• **Exercises**
**a.** Turn the paragraph of the Auce Airfield article that begins "When World War I ended" into a short bulleted list that keeps its main facts.
**b.** Repeat the part of the Auce Airfield article starting with "The bomber units" and going on through "to the Eastern front.", swapping "night attacks" for "nighttime raids".

• **Passage**
Garrison information
- Occupants: Artillerie-Fliegerschule Ost I (1915–1917); Riesenflugzeug-Abteilung 500 (1917); Riesenflugzeug-Abteilung 501 (1917);

= Auce Airfield =

Auce Airfield, also known as Alt-Auz, was an airfield located near the town of Auce, Dobele Municipality in Latvia. It was established by the Imperial German Army during World War I, and held heavy bomber squadrons of the Luftstreitkräfte to fly attacks on the Eastern Front.

== History ==
During World War I, Auce Airfield was established by the Imperial German Army in 1915, consisting of the Eastern Front artillery aviators’ school, and an adjoining grass airstrip. The Artillerie-Fliegerschule Ost I was based in the school from 1915 until 1917. It was known as "Alt-Autz" and "Alt-Auz" by the Germans. From the beginning of 1916, the airfield began front-line trialing Zeppelin-Staaken R.VI bomber units, remaining at the Eastern Front through mid-1917 for frontal testing. Following military trials in 1916 on the experiment heavy bomber DFW R.I, the R.I (R 11/15) was sent to Auce Airfield for deployment on the Eastern front from April to September 1917. It was under the Riesenflugzeug-Abteilung 500.
Aircraft that commonly flew to Auce Airfield included the Zeppelin-Staaken VGO.III and Zeppelin-Staaken VGO.I. The airfield had a large hangar, for which the VGO.III was stored there during the summer of 1916, where it was inspected by VIPs.
The bomber units that were based at Auce Airfield mainly flew night attacks, with the Zeppelin-Staaken R.VI carrying 770 kg (1,698 lb) bomb loads to the Eastern front.

=== Interwar and World War II ===
When World War I ended, Auce Airfield began operating as a civilian airfield throughout the interwar period. On 26 September, 1937, the airfield operated as the 7th stop for the second Flight Around Latvia competition. The event involved 6 KOD-1 aircraft, with the total distance covering 1129 kilometers. During World War II in 1941, Auce Airfield was occupied by the German Army, and was classified as a field airstrip (Feldflugplatz) on 15 June, 1941. It was never used by the Luftwaffe.

• **Natural language region descriptions**
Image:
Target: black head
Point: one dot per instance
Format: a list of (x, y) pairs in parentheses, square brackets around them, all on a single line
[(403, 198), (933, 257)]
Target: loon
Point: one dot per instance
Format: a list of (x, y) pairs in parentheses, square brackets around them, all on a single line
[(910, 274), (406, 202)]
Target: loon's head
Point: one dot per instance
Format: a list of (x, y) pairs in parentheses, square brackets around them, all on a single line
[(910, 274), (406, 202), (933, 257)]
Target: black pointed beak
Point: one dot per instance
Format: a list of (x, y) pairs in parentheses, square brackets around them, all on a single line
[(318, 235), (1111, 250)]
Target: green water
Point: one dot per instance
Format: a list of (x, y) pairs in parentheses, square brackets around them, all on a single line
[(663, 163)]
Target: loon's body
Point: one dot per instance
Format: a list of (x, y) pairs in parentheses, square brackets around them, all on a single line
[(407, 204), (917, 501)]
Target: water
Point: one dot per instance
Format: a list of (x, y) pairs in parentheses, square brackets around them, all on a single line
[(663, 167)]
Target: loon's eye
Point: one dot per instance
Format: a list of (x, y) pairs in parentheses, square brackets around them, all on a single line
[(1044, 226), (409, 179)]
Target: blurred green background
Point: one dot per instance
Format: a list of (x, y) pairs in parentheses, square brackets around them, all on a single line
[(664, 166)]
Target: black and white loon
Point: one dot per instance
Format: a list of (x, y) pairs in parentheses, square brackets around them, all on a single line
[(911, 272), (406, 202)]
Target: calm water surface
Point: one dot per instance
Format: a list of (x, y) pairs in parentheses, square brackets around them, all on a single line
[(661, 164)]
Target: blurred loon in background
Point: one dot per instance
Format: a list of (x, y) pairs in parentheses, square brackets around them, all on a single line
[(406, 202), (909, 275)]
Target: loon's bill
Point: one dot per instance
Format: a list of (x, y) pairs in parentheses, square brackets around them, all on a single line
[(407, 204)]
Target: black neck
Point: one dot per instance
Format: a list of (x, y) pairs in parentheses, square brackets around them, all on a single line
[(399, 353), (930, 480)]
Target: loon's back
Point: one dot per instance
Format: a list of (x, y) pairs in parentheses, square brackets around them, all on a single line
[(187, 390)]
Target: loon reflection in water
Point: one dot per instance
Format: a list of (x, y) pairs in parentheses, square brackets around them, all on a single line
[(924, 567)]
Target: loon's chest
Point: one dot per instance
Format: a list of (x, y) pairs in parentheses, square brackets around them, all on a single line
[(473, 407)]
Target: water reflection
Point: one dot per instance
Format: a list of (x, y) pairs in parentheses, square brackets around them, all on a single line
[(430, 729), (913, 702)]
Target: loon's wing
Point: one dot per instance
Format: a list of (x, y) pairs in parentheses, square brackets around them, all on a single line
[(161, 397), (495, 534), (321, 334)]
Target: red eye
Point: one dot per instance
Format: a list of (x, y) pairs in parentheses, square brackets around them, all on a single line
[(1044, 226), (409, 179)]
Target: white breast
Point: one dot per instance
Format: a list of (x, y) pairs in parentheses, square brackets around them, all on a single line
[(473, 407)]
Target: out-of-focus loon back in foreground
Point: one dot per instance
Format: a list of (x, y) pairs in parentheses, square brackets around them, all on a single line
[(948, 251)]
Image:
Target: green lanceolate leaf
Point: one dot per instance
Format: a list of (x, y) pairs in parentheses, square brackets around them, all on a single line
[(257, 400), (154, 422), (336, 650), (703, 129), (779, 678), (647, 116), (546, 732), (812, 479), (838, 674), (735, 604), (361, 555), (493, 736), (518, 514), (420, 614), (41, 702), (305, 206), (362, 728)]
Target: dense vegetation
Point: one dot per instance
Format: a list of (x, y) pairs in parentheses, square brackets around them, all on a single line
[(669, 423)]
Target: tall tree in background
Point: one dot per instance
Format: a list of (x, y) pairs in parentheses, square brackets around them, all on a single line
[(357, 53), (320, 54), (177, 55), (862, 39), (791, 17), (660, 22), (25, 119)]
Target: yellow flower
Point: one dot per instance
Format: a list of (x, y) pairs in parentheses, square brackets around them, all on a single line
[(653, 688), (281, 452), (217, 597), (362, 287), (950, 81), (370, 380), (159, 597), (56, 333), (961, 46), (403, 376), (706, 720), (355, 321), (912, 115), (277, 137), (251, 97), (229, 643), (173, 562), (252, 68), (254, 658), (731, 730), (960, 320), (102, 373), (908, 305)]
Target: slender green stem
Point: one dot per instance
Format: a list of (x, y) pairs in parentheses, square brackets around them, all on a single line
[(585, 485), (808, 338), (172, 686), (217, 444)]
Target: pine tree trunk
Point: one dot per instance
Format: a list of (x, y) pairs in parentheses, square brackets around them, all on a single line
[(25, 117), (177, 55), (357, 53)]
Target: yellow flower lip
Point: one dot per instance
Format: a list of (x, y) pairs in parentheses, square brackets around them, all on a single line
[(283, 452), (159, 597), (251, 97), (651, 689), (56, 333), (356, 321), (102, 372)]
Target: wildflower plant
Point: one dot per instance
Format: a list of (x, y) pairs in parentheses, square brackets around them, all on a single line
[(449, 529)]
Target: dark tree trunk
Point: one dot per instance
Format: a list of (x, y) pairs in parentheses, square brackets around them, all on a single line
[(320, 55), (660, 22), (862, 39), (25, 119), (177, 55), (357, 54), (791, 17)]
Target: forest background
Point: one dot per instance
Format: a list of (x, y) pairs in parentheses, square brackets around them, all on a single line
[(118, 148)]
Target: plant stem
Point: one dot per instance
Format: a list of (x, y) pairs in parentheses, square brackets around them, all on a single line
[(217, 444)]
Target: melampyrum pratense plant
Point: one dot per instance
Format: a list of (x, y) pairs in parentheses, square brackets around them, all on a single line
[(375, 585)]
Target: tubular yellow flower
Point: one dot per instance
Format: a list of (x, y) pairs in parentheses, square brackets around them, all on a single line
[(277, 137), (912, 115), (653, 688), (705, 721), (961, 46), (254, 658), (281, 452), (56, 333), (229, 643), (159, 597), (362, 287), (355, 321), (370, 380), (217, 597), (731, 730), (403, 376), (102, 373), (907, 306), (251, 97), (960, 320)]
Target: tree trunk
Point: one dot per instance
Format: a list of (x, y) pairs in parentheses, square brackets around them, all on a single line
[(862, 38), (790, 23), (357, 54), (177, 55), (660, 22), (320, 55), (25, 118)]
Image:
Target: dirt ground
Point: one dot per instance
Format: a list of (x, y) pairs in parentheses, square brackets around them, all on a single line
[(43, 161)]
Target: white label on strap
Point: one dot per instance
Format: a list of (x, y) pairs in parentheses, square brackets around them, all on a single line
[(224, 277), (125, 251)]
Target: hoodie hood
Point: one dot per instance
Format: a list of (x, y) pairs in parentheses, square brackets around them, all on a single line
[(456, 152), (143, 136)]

• **Per-task outputs**
**a.**
- After World War I, Auce Airfield operated as a civilian airfield throughout the interwar period.
- On 26 September 1937, it was the 7th stop of the second Flight Around Latvia competition, which involved 6 KOD-1 aircraft and covered 1129 kilometers in total.
- In 1941, during World War II, the German Army occupied it and classified it as a field airstrip (Feldflugplatz) on 15 June 1941.
- The Luftwaffe never used it.

**b.**
The bomber units that were based at Auce Airfield mainly flew nighttime raids, with the Zeppelin-Staaken R.VI carrying 770 kg (1,698 lb) bomb loads to the Eastern front.